» **Work instructions**
Copy out every line in the entries below that includes "leaf".

» **Data section**

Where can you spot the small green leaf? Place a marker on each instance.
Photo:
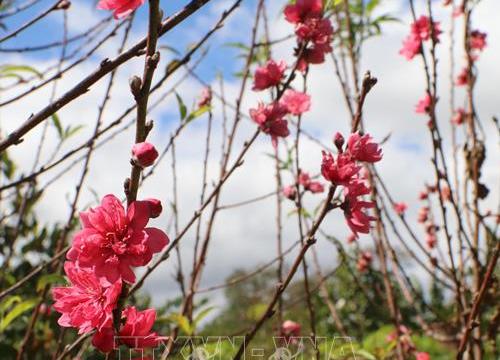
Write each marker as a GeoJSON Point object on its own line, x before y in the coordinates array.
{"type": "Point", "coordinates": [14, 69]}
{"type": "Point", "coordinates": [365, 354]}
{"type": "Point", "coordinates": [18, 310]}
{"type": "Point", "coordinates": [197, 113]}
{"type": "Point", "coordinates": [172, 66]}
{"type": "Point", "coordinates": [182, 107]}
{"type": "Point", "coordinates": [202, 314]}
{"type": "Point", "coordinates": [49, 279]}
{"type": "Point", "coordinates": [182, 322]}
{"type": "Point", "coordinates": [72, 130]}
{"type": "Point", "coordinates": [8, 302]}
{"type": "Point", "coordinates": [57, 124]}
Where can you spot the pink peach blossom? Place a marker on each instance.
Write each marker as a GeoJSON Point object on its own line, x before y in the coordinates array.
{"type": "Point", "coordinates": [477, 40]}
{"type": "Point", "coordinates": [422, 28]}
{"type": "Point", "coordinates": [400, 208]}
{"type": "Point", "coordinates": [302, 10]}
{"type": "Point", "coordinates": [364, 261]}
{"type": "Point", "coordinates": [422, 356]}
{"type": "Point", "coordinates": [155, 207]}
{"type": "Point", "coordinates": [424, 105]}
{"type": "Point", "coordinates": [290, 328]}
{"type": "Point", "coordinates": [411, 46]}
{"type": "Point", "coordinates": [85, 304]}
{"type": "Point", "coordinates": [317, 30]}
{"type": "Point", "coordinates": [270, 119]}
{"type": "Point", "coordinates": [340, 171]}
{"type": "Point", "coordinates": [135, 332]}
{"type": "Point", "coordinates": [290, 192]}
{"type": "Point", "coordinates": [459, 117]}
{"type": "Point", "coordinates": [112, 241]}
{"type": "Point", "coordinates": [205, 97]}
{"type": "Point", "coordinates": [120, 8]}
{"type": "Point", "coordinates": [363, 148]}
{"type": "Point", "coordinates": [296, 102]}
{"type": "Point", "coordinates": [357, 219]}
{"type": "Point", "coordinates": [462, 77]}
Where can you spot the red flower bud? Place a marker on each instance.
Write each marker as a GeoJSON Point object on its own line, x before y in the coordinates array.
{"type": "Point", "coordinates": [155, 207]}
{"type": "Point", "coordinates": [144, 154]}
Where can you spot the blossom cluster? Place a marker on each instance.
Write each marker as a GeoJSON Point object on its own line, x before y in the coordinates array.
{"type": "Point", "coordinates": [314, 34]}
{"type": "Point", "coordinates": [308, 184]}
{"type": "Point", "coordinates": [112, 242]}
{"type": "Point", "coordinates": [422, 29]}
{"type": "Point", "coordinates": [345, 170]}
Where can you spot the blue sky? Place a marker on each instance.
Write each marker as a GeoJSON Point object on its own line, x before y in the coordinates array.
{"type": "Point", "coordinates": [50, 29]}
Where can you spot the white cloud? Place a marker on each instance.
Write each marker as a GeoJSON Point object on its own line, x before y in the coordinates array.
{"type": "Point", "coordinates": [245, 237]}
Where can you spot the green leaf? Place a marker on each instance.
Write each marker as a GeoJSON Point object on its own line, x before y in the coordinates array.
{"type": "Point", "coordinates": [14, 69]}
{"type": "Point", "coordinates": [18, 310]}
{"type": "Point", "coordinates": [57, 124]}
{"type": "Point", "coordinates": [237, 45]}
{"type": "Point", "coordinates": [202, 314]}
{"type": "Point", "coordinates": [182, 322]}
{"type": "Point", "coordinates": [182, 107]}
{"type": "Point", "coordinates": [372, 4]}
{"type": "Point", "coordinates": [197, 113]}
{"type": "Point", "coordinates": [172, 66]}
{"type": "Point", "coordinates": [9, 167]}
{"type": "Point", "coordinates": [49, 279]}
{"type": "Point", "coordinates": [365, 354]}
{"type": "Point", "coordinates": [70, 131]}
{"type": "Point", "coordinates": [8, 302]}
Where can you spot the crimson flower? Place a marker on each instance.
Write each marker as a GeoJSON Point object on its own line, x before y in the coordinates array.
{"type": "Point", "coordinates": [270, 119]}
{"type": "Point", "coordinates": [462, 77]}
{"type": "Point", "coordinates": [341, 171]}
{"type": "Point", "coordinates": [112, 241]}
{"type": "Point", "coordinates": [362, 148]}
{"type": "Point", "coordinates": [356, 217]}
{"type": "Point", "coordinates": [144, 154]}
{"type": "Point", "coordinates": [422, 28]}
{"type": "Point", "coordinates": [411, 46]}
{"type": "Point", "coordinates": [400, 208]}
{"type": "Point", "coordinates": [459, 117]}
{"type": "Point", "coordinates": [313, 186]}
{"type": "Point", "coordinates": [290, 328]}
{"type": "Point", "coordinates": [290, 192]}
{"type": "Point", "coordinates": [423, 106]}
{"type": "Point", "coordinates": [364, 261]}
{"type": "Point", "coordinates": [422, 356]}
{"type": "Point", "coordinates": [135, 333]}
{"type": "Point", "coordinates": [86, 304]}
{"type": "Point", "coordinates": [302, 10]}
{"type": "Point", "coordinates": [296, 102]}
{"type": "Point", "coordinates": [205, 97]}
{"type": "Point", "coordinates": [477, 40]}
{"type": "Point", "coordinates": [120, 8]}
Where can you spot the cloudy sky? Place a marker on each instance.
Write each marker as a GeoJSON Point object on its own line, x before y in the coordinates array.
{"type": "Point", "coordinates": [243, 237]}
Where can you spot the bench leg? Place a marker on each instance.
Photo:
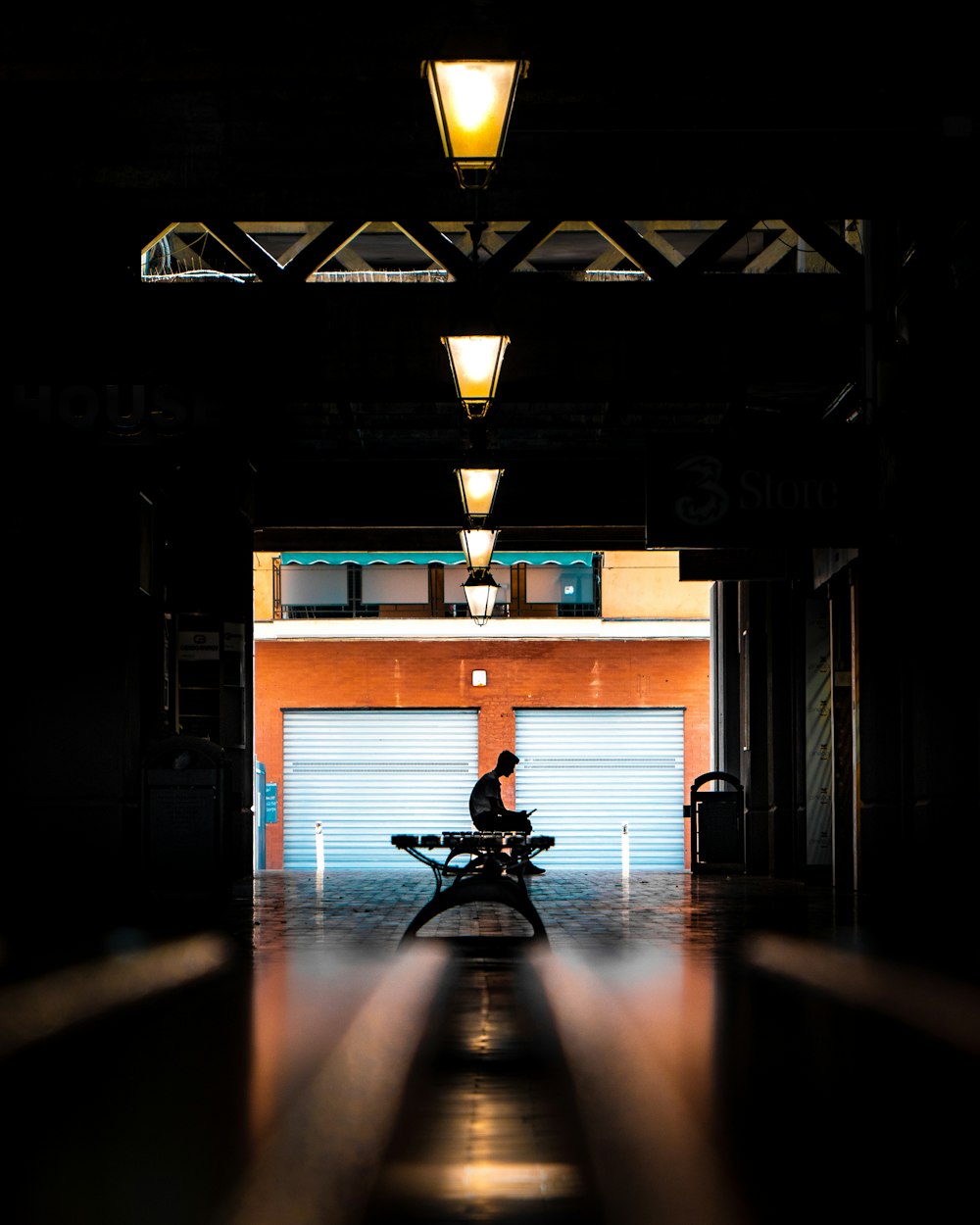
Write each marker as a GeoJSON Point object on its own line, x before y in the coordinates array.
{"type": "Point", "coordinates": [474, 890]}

--

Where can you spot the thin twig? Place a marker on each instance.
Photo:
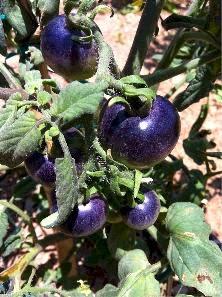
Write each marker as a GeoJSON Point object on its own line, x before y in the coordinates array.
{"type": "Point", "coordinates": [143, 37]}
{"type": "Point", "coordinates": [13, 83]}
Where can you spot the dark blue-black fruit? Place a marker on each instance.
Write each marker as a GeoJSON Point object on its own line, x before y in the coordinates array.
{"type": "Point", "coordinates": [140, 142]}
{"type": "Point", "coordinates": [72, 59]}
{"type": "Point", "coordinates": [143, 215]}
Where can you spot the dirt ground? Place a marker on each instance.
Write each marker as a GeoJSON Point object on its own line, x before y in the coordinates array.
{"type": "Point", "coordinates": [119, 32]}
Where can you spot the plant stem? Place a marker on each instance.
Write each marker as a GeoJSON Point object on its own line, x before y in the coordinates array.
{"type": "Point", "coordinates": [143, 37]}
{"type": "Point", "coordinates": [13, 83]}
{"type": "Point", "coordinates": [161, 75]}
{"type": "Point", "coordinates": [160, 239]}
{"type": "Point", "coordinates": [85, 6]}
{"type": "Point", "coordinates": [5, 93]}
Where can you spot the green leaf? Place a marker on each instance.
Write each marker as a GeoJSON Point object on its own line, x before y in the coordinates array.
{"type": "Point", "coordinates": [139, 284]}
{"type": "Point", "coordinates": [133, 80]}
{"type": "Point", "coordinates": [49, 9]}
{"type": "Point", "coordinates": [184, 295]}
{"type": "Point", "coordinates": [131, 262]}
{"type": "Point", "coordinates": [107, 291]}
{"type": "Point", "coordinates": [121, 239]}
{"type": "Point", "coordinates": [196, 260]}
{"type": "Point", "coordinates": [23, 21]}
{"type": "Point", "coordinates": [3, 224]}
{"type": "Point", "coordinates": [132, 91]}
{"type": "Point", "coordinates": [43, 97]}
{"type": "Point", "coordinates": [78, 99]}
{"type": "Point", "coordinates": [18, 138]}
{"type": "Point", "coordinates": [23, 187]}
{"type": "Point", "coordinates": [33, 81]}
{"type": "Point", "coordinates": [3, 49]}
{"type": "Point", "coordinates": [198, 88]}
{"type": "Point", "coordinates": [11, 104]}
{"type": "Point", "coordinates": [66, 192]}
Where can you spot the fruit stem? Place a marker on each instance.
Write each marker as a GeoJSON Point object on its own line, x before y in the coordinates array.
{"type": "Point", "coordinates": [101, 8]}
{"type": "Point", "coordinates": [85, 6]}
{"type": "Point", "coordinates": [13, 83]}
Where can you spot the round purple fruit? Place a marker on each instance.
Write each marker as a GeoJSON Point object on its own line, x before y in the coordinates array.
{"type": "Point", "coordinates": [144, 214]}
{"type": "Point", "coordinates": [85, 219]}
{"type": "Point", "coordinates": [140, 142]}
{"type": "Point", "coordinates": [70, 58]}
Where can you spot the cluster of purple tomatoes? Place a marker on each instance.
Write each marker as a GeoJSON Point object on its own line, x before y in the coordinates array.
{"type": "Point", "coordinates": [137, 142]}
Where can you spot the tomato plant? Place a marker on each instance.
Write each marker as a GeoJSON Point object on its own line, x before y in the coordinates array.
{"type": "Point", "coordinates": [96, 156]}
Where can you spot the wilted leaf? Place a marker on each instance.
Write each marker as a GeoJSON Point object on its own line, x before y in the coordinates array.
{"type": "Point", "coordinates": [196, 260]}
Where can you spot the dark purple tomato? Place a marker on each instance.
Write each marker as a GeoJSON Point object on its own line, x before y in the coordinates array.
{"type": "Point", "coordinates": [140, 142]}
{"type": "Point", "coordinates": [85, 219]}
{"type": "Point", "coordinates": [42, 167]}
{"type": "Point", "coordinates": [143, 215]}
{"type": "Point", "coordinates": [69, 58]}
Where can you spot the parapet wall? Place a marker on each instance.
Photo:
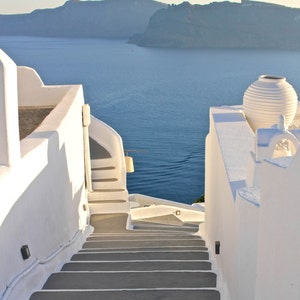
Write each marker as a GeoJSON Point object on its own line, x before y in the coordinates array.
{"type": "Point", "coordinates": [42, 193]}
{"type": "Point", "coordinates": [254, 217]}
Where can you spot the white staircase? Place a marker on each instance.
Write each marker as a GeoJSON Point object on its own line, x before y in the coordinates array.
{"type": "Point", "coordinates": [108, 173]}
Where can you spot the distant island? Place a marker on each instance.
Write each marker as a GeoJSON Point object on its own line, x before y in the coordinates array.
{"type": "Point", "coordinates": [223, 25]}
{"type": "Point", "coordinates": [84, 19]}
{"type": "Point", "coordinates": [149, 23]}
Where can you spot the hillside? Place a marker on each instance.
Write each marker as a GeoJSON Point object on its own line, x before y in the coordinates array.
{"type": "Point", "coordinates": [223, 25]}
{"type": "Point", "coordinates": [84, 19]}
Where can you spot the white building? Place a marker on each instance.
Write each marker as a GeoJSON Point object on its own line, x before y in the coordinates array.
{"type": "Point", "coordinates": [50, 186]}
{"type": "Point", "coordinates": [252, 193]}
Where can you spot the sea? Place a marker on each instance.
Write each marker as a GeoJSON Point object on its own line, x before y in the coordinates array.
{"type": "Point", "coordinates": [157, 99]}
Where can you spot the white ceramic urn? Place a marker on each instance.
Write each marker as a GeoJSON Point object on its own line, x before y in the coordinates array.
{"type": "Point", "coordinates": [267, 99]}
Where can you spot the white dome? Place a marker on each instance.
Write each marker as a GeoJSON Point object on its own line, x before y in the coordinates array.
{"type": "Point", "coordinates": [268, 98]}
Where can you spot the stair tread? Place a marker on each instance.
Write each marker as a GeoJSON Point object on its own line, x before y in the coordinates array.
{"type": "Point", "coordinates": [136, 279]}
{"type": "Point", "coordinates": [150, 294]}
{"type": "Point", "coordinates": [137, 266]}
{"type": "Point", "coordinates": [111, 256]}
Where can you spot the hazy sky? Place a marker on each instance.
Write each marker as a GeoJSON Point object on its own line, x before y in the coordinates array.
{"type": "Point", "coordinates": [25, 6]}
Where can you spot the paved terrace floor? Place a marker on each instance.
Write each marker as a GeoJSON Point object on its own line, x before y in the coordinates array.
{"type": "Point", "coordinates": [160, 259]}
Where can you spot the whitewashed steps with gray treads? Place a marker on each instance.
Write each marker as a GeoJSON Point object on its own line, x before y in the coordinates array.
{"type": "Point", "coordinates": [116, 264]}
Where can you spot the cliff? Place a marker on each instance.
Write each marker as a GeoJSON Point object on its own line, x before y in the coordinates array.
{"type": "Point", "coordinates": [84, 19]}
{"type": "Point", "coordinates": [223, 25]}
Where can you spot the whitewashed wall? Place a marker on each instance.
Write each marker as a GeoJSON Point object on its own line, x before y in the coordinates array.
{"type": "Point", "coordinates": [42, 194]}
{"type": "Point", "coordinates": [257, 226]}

---

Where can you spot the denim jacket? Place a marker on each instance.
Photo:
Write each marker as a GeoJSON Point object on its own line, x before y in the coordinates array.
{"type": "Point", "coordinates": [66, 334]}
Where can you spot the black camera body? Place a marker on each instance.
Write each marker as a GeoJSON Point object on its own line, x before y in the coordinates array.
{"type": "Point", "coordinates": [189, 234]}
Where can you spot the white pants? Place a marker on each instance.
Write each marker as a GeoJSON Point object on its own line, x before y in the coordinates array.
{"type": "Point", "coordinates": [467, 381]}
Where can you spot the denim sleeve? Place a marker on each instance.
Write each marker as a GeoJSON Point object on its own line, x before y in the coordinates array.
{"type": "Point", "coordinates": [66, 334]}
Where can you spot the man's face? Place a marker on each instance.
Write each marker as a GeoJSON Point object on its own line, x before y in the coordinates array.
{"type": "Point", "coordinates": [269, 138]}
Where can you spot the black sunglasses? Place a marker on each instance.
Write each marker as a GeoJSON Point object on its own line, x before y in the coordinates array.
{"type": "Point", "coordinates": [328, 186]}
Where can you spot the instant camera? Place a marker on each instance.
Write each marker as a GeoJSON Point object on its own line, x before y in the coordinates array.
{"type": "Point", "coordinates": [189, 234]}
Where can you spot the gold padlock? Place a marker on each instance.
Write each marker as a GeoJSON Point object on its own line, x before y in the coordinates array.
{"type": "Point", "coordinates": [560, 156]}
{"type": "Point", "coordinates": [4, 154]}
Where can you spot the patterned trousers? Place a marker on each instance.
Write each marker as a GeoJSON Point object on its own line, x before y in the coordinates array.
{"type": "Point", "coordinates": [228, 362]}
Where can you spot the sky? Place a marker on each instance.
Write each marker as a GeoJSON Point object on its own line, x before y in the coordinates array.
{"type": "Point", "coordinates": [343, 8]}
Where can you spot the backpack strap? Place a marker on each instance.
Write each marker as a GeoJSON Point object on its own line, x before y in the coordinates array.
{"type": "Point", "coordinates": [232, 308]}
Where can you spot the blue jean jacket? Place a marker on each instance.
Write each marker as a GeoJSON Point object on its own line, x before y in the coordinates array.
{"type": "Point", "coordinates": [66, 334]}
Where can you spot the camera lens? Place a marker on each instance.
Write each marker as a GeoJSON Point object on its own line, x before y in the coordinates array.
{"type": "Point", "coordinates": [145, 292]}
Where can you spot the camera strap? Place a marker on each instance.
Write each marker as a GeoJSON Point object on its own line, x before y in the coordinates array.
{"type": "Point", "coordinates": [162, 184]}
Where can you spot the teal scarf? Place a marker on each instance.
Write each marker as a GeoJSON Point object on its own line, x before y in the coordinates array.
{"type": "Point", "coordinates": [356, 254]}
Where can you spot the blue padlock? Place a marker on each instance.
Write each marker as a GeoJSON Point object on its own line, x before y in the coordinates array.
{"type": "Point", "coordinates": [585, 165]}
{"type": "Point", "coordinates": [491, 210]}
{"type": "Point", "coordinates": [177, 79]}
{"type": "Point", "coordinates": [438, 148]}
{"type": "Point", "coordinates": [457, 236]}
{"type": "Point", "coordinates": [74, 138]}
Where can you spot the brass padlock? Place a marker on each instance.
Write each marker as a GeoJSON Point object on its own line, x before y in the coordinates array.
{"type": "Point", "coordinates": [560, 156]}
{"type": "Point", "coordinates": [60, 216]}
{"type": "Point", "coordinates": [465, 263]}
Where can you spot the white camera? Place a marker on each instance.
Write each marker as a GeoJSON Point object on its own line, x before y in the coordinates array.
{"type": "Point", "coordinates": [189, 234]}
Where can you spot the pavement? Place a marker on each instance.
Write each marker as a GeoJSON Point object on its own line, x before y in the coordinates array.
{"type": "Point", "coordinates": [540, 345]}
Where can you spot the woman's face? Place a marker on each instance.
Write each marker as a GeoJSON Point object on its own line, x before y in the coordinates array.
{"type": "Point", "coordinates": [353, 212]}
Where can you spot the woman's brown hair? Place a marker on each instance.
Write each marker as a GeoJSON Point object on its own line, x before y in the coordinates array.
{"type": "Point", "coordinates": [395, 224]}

» **Solution to this task**
Where can you spot the small green leaf? Place a marker on each instance.
Where can you spot the green leaf? Place a marker on each instance.
Where can you spot the green leaf? Place a marker on each instance.
Where can you spot the wilted leaf? Place a marker on each instance.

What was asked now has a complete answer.